»»

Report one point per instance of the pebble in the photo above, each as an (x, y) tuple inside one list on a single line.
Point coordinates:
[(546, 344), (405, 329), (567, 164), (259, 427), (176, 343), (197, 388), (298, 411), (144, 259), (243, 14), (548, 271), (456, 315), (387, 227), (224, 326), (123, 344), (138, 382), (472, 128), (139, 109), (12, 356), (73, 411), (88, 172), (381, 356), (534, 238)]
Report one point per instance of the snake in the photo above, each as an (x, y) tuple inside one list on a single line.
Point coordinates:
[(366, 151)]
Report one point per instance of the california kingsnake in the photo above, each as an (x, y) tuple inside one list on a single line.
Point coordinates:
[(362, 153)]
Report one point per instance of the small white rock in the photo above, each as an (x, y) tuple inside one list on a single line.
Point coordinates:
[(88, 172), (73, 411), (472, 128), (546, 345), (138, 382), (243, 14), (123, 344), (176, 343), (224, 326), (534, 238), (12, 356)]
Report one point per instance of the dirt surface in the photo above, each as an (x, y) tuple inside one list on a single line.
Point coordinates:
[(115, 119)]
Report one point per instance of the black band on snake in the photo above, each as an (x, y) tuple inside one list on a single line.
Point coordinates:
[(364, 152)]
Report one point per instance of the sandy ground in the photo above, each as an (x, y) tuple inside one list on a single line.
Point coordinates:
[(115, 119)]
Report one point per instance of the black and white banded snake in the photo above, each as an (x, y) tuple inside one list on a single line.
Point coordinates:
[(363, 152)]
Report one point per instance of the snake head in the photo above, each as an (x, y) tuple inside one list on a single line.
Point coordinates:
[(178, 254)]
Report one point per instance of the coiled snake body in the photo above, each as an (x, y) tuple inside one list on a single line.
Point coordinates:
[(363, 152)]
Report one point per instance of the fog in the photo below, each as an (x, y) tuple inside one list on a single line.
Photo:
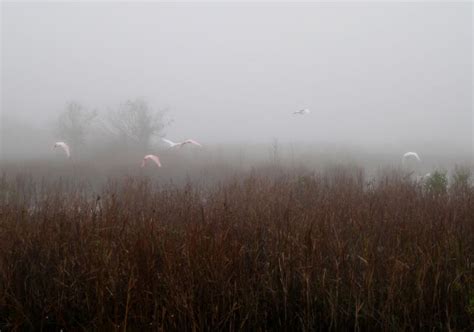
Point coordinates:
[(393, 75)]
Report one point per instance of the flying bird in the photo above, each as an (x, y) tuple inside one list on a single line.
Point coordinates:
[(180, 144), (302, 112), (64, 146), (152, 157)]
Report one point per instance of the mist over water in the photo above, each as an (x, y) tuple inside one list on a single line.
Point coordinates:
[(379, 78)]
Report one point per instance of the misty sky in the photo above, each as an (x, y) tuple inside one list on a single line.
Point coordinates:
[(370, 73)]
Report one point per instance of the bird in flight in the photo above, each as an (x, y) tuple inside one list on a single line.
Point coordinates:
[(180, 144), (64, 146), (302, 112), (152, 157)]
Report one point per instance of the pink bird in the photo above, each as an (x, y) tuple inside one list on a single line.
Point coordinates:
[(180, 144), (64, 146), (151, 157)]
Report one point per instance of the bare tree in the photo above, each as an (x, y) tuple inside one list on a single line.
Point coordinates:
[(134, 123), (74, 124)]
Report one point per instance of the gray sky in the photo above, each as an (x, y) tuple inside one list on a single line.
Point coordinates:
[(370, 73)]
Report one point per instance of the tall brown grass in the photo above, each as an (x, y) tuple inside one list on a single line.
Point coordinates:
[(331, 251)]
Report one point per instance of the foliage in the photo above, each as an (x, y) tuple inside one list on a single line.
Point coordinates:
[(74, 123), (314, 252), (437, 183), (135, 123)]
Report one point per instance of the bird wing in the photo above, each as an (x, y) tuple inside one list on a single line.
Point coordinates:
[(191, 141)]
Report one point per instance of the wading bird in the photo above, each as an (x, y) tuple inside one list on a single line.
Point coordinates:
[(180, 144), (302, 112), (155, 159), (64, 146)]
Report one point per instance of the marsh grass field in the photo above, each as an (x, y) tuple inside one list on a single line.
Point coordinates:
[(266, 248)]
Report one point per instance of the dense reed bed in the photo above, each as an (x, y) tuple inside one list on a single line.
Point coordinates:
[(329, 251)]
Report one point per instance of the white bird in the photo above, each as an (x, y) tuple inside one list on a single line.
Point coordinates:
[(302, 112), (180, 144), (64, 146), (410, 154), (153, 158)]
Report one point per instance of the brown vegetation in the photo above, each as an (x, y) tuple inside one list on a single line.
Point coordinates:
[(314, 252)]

««
»»

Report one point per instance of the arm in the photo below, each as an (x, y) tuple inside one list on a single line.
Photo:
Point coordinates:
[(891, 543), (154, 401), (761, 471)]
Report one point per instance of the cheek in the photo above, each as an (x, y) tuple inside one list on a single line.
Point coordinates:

««

◆ **REQUIREMENTS**: Turn the entries from the line with "Report one point per instance of the california" up to and including the line with "[(362, 153)]" into a two-column CSV headed instruction and answer. Give one row per entry, with each field in double quotes and any line breaks replaced by spaces.

◆ **RESULT FOR THIS TASK**:
instruction,answer
"Report one point per instance of the california kingsnake in the photo above, each as an (x, y) tuple inside one list on a single line. Point coordinates:","[(362, 153)]"